Entries supplied:
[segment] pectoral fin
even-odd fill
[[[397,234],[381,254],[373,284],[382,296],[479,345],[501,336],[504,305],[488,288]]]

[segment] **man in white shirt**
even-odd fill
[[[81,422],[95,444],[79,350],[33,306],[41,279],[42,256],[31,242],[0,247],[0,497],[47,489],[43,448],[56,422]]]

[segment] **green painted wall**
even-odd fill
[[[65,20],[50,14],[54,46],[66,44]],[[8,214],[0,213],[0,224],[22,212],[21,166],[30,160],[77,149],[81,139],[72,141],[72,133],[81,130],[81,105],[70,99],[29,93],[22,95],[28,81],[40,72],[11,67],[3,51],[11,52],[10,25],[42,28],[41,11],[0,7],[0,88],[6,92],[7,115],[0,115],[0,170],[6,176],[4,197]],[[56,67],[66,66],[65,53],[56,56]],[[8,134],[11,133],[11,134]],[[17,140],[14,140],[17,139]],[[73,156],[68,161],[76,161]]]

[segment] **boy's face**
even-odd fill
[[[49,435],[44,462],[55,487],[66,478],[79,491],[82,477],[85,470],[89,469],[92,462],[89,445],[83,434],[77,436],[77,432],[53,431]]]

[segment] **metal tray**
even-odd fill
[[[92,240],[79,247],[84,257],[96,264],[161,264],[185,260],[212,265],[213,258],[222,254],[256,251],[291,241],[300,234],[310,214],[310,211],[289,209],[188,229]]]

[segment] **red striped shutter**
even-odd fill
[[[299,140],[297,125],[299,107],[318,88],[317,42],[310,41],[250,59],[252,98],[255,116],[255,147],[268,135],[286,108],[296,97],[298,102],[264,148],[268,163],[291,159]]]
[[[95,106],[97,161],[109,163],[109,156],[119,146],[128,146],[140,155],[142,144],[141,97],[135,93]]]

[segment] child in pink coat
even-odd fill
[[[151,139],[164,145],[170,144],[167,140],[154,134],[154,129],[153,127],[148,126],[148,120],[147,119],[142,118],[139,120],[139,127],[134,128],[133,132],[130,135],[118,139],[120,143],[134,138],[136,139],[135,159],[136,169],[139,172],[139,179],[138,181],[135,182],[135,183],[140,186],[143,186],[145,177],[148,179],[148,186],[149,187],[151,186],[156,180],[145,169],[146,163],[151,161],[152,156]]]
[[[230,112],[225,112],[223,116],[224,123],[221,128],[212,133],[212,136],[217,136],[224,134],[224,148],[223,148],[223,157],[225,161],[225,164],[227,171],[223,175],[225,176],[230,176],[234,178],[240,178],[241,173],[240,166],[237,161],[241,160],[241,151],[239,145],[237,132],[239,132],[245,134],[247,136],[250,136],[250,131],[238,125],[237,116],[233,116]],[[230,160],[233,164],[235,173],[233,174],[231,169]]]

What is needed: Count the lines in the records that contain the string "segment", with case counting, and give only that number.

Solution: 7